_Extracted records_
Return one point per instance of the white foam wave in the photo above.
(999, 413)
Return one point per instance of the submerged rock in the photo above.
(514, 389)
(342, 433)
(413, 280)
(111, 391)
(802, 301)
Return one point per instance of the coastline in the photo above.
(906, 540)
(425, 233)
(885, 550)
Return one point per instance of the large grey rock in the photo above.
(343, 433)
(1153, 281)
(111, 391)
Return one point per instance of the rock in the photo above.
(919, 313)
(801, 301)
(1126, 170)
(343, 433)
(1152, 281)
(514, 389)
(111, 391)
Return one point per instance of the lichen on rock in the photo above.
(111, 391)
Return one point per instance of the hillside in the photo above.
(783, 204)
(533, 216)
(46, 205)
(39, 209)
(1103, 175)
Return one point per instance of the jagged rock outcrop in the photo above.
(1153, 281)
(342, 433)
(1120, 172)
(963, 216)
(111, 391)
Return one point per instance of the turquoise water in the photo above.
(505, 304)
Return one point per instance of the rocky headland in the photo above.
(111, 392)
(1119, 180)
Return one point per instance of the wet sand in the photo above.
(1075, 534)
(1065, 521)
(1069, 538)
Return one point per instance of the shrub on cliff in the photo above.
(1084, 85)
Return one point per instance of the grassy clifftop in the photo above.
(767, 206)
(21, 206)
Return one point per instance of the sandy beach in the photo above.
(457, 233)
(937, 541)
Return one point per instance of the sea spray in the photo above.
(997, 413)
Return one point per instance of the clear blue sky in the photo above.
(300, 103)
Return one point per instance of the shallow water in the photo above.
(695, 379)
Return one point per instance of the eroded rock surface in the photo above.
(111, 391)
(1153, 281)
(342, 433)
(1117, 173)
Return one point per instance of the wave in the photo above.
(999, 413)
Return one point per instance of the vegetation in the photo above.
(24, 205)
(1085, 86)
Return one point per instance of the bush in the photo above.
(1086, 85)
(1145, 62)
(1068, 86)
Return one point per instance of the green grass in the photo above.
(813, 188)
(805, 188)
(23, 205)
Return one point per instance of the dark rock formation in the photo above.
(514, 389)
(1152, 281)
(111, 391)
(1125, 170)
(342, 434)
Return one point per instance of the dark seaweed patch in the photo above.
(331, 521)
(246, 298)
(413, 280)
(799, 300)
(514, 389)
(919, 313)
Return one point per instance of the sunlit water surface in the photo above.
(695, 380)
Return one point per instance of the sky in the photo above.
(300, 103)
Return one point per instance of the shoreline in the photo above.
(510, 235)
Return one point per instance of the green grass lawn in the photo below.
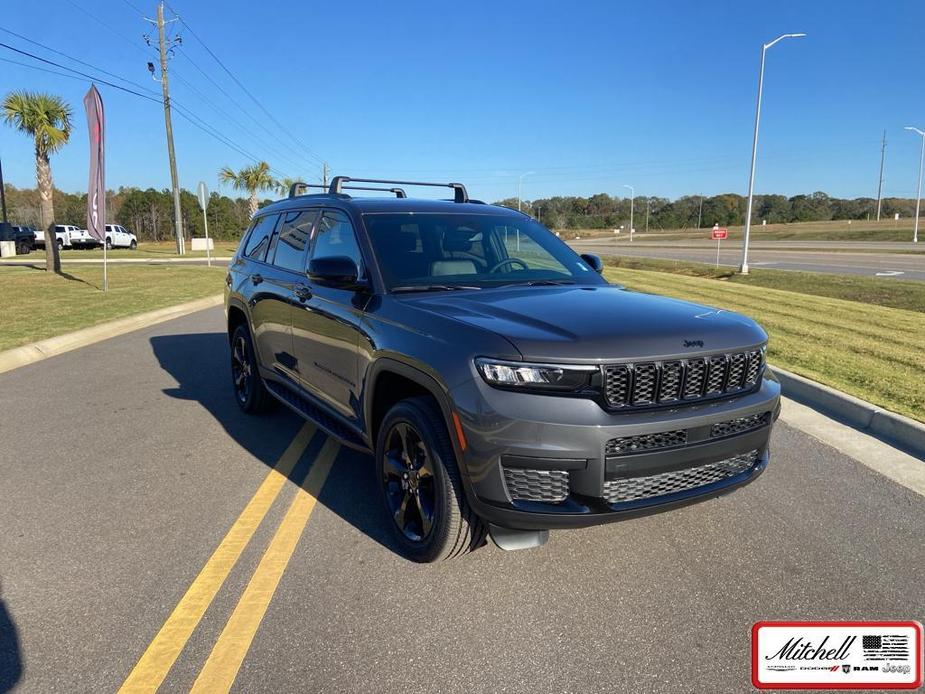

_Challenge_
Can you render the whole listing above as a JSON list of strings, with one string per line, blank lines omitted, and the pictures left out?

_Written answer_
[
  "Return one point per instance of the white foam wave in the photo above.",
  "(999, 413)",
  "Return one point per instance of the submerged rock in the photo above.",
  "(514, 389)",
  "(342, 433)",
  "(413, 280)",
  "(111, 391)",
  "(802, 301)",
  "Return one point per instance of the coastline in the photo above.",
  "(906, 540)",
  "(425, 233)",
  "(885, 550)",
  "Return one point per instance of the large grey rock in the photo above.",
  "(343, 433)",
  "(1153, 281)",
  "(111, 391)",
  "Return one point per instance of the rock in the photo above.",
  "(919, 313)",
  "(801, 301)",
  "(1126, 170)",
  "(343, 433)",
  "(1152, 281)",
  "(514, 389)",
  "(111, 391)",
  "Return one point per instance of the lichen on rock in the photo above.",
  "(111, 391)",
  "Return one point per instance of the hillside in the photo above.",
  "(783, 204)",
  "(533, 216)",
  "(46, 205)",
  "(39, 209)",
  "(1103, 175)",
  "Return one point per instance of the jagged rock outcrop in the photo above.",
  "(1153, 281)",
  "(342, 433)",
  "(1120, 172)",
  "(963, 216)",
  "(111, 391)",
  "Return one point per instance of the turquoise water in the photo above.",
  "(505, 304)",
  "Return one point per instance of the rocky headland in the photo above.",
  "(111, 392)",
  "(1119, 180)",
  "Return one point per instance of the wet sand in the photo above.",
  "(1075, 534)",
  "(1065, 521)",
  "(1069, 538)",
  "Return one point per instance of the shrub on cliff in the photo above.",
  "(1084, 85)",
  "Return one point per instance of the grassy clifftop in the photo above.",
  "(767, 206)",
  "(21, 206)",
  "Return one point per instance of the sandy beach in the photo above.",
  "(457, 233)",
  "(937, 541)",
  "Return one point per instance of the sea spray in the photo above.",
  "(997, 413)",
  "Return one point per instance of the clear blue sky in the photo above.",
  "(300, 103)",
  "Return one point per instance of the shallow water in the photo above.",
  "(695, 379)",
  "Return one point per instance of the eroded rock surface in the photo above.",
  "(111, 391)",
  "(1153, 281)",
  "(342, 433)",
  "(1117, 173)",
  "Return one point per instance of the wave in the photo above.",
  "(999, 413)",
  "Return one point per instance of the vegetation in the photo above.",
  "(24, 205)",
  "(1085, 86)",
  "Return one point per instance of the bush in the photo above.",
  "(1086, 85)",
  "(1145, 62)",
  "(1068, 86)",
  "Return one point per instance of the green grass in the photo above.",
  "(813, 188)",
  "(805, 188)",
  "(23, 205)",
  "Return one point per instance of the dark rock formation in the photo above.",
  "(514, 389)",
  "(1152, 281)",
  "(111, 391)",
  "(1125, 170)",
  "(342, 434)",
  "Return one point per instance of the dark seaweed patch in the photo above.",
  "(331, 521)",
  "(246, 298)",
  "(413, 280)",
  "(799, 300)",
  "(514, 389)",
  "(919, 313)",
  "Return one point per instance of the sunlit water surface in the photo above.",
  "(695, 380)",
  "Return one point per instance of the sky in the photo above.",
  "(300, 103)",
  "Return one point per instance of the shoreline in the photo above.",
  "(510, 235)",
  "Return one point per instance of the green grass lawn in the photo below."
]